Elektronik Cihazların Çocuk Psikolojisi Üzerindeki Etkileri / Psikoloğumuzdan Notlar / Akd Kids Anaokulu

Elektronik Cihazların Çocuk Psikolojisi Üzerindeki Etkileri

 

Öfke krizlerine eğilimli ya da depresif ve kayıtsız çocuklar ya da ergenler artık rahatsız edici bir şekilde olağanlaşmaya başladı. Kronik bir şekilde sinirli olan çocuklar genellikle anormal bir şekilde uyarılmaya aşırı açıktırlar. Bu çocuklar genellikle sürekli ekran başında ve yorgundurlar. Yani ajite olmuş ve bitkin bir durumdadırlar. Çünkü kronik bir şekilde yüksek uyarılma düzeyleri, hafızayı ve ilişki kurma yeteneğini etkiler ve bu çocuklar akademik ve sosyal olarak bocalamaya daha yatkın olurlar.

Bir noktadan sonra bu semptomların görüldüğü bir çocuğa majör depresyon, bipolar bozukluk ya da DEHB gibi bir zihinsel sağlığa yönelik bir teşhis koyulabilir ve terapi ya da ilaç gibi tedavi yöntemleri önerilebilir. Ancak bu tedaviler genellikle çok işe yaramaz ve aşağı doğru bir gidiş devam eder.

Peki, aslında ne oluyor?

+++++

Ne isteniyor
Elektronik cihazların çocuk psikolojisine etkilerini anlatan yazıyı, son cümlesinden sonra gelecek şekilde sürdürün.

(Görüntüde nokta belirleme verileri)
+++++

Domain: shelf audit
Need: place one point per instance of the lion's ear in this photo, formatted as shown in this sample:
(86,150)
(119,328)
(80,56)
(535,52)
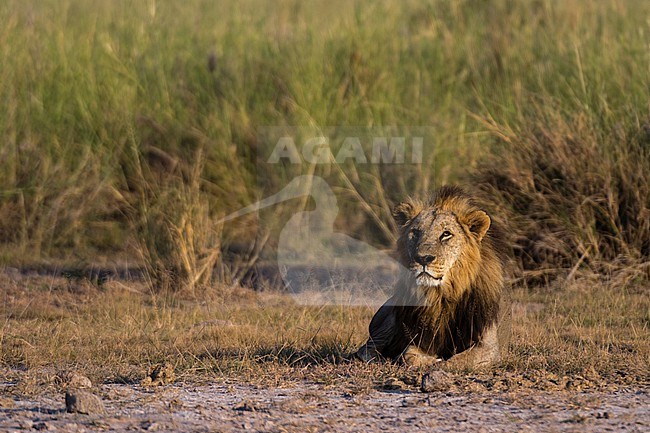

+++++

Nihai yanıt
Hem ebeveynler hem de doktorlar “yanlış kapıyı çalıyor” olabilirler. Yani kitabına uygun gibi görünen bir zihinsel bozukluğu tedavi etmeye çalışırken, bu semptomların en yaygın çevresel sebeplerini görme ve devre dışı bırakma konusunda başarısız oluyor olabilirler: Elektronik aletlerin gündelik kullanımı.

Bir doktor olarak her seferinde fark ettiğim bir şey var: “Gerçek” bir tanısı olsun ya da olmasın, günümüzde duygu durum düzensizliği yaşayan bir çocuğu başarılı bir şekilde tedavi etmek için her tür elektronik cihaz kullanımını birkaç hafta boyunca düzenli bir şekilde ortadan kaldırmak gerekiyor. Buna bir çeşit “elektronik cihaz orucu” diyebiliriz. Amaç sinir sisteminin kendi kendini yeniden ayarlanmasına izin vermektir.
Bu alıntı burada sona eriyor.